▶ **Task item**
Only the count is wanted here: how many lines of the entries hold the string "When"?

**********

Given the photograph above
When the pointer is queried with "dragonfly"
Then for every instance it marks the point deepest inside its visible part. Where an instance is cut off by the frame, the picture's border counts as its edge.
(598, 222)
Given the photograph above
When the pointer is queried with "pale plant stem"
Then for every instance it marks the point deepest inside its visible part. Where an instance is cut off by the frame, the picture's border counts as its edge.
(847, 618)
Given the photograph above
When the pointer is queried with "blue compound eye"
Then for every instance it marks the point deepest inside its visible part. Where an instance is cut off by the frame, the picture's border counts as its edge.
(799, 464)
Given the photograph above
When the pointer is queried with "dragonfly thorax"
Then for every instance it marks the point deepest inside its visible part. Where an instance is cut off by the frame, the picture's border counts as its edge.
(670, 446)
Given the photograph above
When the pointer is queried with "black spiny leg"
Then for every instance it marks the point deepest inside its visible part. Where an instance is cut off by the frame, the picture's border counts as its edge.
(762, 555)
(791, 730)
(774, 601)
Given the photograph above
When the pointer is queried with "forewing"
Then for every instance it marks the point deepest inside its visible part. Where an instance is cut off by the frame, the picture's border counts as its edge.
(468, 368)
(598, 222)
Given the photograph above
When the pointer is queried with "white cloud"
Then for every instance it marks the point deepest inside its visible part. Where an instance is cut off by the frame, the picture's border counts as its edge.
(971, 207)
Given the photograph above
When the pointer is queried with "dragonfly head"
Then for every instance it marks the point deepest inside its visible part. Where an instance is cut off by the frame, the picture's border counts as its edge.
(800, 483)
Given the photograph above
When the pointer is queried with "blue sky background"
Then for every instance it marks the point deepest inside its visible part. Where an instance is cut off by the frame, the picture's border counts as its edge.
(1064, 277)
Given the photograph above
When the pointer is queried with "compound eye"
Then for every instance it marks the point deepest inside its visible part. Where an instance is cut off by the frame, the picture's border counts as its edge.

**********

▶ **The answer**
10